**Work request**. Exactly the lines from the one that contains "Your task: scan for front bumper" through the end of the material below are to be output, the first and last included.

**Records supplied**.
──────────────────────────────

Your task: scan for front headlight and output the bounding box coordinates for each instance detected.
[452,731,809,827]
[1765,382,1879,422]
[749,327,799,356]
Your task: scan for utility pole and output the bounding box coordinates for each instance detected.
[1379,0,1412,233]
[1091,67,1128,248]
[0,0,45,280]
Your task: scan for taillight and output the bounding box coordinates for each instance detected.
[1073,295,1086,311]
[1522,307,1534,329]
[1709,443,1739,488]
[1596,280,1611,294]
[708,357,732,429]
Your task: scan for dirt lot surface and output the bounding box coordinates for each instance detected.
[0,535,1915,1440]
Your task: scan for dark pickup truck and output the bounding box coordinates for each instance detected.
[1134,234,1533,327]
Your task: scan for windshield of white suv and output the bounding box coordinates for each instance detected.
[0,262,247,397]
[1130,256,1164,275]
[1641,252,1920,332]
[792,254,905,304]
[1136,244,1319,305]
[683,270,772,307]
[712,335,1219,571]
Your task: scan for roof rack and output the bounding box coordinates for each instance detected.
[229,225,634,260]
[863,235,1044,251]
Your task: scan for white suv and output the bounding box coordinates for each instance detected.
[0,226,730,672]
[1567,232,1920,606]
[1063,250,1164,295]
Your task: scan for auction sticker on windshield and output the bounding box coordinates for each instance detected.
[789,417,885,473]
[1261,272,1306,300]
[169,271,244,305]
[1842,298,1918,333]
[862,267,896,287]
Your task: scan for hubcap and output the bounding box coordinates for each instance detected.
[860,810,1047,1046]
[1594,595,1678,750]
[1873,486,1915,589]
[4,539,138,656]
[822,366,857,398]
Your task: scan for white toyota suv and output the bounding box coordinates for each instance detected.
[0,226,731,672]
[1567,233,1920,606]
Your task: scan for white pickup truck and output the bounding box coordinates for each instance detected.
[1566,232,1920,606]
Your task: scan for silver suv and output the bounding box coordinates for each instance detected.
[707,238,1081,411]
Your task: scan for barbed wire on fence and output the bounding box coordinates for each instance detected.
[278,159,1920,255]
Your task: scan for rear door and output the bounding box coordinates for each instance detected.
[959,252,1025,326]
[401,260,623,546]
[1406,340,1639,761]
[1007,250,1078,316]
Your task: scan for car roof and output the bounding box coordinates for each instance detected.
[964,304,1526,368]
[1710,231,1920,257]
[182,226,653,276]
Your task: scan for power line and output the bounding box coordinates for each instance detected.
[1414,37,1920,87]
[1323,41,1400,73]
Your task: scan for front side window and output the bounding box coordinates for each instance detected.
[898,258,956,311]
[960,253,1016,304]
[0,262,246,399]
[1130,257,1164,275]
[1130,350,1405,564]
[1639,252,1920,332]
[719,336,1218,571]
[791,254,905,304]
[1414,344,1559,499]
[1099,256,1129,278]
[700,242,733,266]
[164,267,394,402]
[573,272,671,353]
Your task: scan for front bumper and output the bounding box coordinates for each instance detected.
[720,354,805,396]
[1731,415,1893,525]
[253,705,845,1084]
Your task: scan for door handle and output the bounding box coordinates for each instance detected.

──────────────────────────────

**Answer space**.
Your task: scan for front bumper and output the bounding box coordinates for each instance detected.
[720,354,805,396]
[1731,415,1893,525]
[253,705,845,1084]
Your task: scan for door handle and output the bounding box coordinates for each instance detected.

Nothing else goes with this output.